MATERIAL FOR THIS EXERCISE:

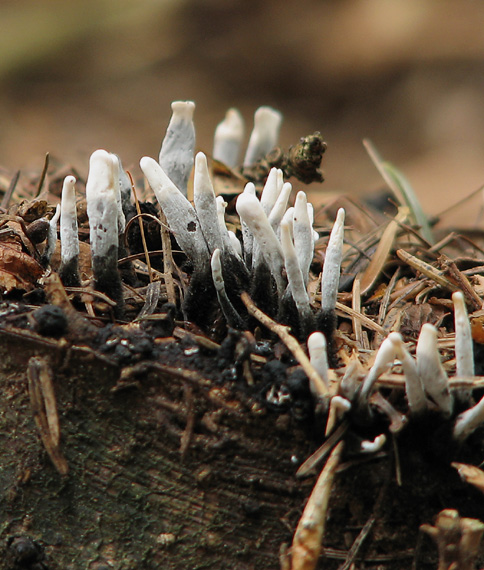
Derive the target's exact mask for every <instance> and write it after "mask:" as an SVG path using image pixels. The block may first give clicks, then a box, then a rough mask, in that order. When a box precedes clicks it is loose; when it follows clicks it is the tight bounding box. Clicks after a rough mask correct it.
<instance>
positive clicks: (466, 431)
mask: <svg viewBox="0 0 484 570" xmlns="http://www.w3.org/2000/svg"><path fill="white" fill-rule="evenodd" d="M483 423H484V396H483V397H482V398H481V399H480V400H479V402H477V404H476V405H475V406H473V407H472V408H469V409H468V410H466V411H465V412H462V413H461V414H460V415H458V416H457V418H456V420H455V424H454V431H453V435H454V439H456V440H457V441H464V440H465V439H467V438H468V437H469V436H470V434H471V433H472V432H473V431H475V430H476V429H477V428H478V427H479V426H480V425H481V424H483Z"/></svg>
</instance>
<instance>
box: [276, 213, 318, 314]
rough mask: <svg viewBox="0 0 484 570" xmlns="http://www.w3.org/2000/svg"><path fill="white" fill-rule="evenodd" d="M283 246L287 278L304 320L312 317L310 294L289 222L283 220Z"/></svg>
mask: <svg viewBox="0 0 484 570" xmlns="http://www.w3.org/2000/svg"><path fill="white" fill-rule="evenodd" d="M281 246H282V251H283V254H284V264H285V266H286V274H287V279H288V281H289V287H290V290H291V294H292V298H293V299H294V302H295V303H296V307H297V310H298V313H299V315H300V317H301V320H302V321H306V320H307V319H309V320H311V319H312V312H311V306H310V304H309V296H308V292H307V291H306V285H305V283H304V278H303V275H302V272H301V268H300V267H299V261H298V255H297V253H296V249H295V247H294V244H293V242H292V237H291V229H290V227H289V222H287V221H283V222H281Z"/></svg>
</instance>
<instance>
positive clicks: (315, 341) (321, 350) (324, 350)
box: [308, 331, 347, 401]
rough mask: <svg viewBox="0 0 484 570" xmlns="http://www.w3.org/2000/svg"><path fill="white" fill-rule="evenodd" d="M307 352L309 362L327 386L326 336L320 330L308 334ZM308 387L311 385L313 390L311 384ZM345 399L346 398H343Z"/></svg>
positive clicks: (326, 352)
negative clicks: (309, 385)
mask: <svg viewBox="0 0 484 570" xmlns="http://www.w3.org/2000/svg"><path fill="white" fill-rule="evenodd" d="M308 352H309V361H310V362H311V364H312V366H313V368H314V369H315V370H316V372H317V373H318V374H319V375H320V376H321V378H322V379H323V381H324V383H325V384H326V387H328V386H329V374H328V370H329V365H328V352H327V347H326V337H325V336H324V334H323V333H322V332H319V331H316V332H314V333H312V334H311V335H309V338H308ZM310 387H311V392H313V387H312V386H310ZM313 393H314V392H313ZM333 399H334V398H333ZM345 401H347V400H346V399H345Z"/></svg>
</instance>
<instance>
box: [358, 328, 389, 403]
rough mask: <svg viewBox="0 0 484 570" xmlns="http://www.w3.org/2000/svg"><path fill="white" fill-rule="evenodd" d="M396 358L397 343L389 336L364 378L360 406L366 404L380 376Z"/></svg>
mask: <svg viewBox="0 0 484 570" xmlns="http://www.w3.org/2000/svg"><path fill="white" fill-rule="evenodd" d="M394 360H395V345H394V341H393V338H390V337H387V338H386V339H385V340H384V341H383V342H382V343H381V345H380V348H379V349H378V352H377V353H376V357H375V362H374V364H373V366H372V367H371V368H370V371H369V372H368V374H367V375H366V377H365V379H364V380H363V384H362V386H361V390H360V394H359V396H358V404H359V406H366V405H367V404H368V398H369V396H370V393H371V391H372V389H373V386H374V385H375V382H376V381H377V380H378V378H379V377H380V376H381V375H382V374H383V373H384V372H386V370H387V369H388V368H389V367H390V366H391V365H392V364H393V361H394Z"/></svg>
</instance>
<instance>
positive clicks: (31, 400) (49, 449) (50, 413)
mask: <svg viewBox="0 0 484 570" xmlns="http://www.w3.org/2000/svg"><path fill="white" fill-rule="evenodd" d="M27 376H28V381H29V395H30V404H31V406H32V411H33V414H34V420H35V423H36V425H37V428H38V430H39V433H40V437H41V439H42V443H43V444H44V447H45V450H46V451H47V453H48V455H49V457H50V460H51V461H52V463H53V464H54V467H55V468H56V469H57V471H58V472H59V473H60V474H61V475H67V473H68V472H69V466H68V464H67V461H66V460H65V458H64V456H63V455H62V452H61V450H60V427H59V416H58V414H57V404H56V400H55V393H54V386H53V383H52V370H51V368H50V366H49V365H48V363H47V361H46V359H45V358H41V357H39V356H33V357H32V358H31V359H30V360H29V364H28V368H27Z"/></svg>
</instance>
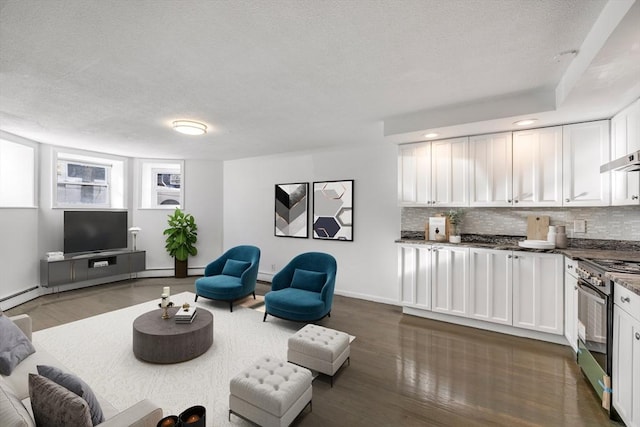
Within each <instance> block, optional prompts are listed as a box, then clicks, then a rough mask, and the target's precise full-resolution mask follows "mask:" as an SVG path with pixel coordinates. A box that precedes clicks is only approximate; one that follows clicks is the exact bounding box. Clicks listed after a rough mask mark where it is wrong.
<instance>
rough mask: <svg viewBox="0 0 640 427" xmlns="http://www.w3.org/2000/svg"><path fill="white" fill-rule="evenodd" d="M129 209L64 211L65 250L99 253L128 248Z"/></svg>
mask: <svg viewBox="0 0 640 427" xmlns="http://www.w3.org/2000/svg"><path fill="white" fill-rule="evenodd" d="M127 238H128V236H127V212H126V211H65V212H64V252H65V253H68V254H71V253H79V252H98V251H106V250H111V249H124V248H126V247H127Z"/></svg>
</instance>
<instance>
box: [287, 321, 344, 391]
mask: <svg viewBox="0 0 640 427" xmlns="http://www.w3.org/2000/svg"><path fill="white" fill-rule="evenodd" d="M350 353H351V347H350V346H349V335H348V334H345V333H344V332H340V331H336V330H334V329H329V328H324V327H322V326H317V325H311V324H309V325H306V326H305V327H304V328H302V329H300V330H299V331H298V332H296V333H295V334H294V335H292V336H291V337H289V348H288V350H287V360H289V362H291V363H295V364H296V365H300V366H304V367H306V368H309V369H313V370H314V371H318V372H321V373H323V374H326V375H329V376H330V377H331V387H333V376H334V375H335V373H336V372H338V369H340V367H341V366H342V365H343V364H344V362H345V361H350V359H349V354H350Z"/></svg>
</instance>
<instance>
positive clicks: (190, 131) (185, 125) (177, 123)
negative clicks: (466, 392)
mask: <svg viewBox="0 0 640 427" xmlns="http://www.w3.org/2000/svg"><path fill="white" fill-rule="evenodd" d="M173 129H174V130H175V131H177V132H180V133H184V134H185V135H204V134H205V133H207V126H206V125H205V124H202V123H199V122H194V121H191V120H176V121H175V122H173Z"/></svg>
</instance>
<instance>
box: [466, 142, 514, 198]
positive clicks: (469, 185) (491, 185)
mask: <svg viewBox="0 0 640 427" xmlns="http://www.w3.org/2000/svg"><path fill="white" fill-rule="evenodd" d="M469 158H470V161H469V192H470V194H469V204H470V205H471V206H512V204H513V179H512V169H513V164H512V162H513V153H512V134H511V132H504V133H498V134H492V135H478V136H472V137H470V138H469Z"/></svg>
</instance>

WORK TO COMPLETE:
Across the data above, count every line with "precedes" in it and write only the total.

TASK RESULT:
2